Your task: Return, word for word, every line that follows.

Stored records:
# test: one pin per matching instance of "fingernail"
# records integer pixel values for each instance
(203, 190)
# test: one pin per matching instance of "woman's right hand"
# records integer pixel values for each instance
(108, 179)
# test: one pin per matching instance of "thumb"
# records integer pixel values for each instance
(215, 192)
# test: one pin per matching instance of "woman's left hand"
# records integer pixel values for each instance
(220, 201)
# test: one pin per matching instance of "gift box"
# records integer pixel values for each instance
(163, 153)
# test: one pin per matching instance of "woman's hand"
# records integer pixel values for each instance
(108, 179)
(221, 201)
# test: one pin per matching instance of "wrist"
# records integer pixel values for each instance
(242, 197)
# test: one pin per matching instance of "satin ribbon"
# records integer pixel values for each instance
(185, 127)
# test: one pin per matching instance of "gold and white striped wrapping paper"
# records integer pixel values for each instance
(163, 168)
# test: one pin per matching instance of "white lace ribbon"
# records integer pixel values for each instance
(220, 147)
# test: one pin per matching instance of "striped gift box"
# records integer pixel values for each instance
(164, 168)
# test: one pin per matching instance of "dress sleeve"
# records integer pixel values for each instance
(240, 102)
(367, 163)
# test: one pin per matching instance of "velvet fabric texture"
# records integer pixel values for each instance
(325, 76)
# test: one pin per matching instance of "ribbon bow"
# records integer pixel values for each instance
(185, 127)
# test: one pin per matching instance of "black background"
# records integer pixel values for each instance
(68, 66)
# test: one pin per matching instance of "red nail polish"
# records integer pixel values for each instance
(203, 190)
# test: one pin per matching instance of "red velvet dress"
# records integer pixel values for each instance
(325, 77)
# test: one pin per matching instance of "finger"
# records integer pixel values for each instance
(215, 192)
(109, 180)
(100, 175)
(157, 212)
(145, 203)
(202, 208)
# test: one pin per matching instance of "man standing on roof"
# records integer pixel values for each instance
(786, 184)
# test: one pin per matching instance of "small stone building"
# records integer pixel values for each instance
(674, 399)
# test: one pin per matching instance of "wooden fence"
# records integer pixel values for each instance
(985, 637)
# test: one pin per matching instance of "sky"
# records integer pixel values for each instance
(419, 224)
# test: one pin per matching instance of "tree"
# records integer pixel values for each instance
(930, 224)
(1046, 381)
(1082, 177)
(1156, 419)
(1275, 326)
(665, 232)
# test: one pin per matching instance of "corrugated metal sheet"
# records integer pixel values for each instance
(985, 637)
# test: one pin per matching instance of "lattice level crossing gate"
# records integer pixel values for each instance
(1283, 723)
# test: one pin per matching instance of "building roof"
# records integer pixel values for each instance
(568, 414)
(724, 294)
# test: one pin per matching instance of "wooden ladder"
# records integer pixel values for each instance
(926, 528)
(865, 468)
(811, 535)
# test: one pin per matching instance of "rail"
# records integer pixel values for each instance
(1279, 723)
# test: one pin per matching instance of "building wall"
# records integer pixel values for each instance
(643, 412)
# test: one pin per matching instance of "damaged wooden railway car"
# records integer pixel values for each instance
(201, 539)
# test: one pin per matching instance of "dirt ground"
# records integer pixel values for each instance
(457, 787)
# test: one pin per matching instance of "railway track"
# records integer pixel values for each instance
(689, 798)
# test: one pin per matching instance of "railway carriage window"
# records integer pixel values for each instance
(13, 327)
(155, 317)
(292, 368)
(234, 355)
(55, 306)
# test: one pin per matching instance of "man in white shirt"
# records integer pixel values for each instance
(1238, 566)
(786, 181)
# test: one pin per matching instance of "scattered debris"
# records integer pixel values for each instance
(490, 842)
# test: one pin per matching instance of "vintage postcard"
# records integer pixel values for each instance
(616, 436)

The result:
# test: one pin per matching instance of "fingernail"
# records integer pixel values for each instance
(203, 190)
# test: one pin per matching instance of "woman's right hand"
# records integer pixel values for each instance
(108, 179)
# test: one pin per matching instance of "thumb"
# records integer pixel values for each instance
(215, 192)
# test: one pin per matching instance of "woman's left hand"
# records integer pixel values for each instance
(220, 201)
# test: one pin per matching instance of "gift box"
# records integer pixel values for each instance
(163, 153)
# test: one pin per matching instance of "woman's hand"
# records integer pixel values for each instance
(108, 179)
(221, 201)
# test: one pin per matching instance of "wrist"
# records integer pixel values for each instance
(242, 197)
# test: one pin per matching instance of "satin ribbon"
# records integer pixel values for each instance
(185, 127)
# test: one pin per matching instance of "gold and white striped wrapping paper"
# records integer pixel values for each instance
(163, 168)
# test: one pin per matching instance of "white lace ribbon"
# records integer pixel values for each instance
(220, 147)
# test: one pin per matching instance of "striped gift box"
# records integer pixel values for each instance
(164, 168)
# test: one pin per matching instance of "dress sleeve"
# records integer pixel values for each instance
(240, 102)
(367, 163)
# test: one pin per matching instance of "velvet fabric texture"
# records integer pixel values for each instance
(325, 76)
# test: one pin per matching instance of "ribbon bow"
# records integer pixel values for each instance
(185, 127)
# test: one pin per matching instance of "black background"
# records integer pixel values for each instance
(68, 66)
# test: one pin per matching instance of "red nail polish"
# records integer pixel values for each instance
(203, 190)
# test: one pin per matching instance of "red velvet dress"
# records integer pixel values for each instance
(325, 77)
# test: one pin per matching instance of "finger"
# records integer pixel values for each instance
(215, 192)
(109, 180)
(100, 175)
(157, 212)
(145, 203)
(202, 208)
# test: one pin per matching instance of "man standing on roof"
# records integer pixel values for each instance
(786, 184)
# test: one pin per matching instance of "small stone building"
# records integer pixel values for each instance
(674, 399)
# test: one pin per matching instance of "wooden fence"
# records integer pixel values for each instance
(985, 637)
# test: one pin per matching instance of "sky"
# records integer pixel values for each instance
(419, 224)
# test: one pin per matching instance of "tree"
# records integer pixel values for each instance
(930, 224)
(1046, 381)
(1082, 177)
(1156, 419)
(1275, 326)
(665, 232)
# test: one pin per matching instance of "corrugated metal sheet"
# records integer pixel values for each instance
(985, 637)
# test: one pin per matching instance of "lattice level crossing gate"
# records integer pixel values for each instance
(1283, 723)
# test: one pin per matching instance of "building roof"
# records integer pixel values for each instance
(568, 414)
(724, 294)
# test: one pin per matching instance of "wooden ladder"
# records integer pixel values for each instance
(926, 528)
(865, 468)
(811, 535)
# test: one pin per matching instance of "rail"
# records integer pixel values for each instance
(1279, 723)
# test: one pin per matching instance of "building wall"
# records integer pixel values for each instance
(643, 412)
# test: one pin per matching instance of "damaged wooden railway car"
# records integer pixel values for each instance
(201, 539)
# test: one pin per matching instance of "dirt ground"
# records integer pixel values for each instance
(457, 787)
# test: one pin per matching instance of "railway track"
# records integer pixel values for each instance
(689, 798)
# test: one pin per matching instance of "railway carriage window"
# records integer pixel values for each instance
(13, 327)
(155, 317)
(292, 368)
(234, 355)
(55, 306)
# test: one pin per matching instance of "man in white shirt"
# records integer pixel values for each instance
(1238, 566)
(786, 181)
# test: one pin per matching instance of "scattered debris"
# records integer pixel values for each instance
(490, 842)
# test: one pin per matching instance of "vintage postcard"
# records integer pixel values for each instance
(616, 436)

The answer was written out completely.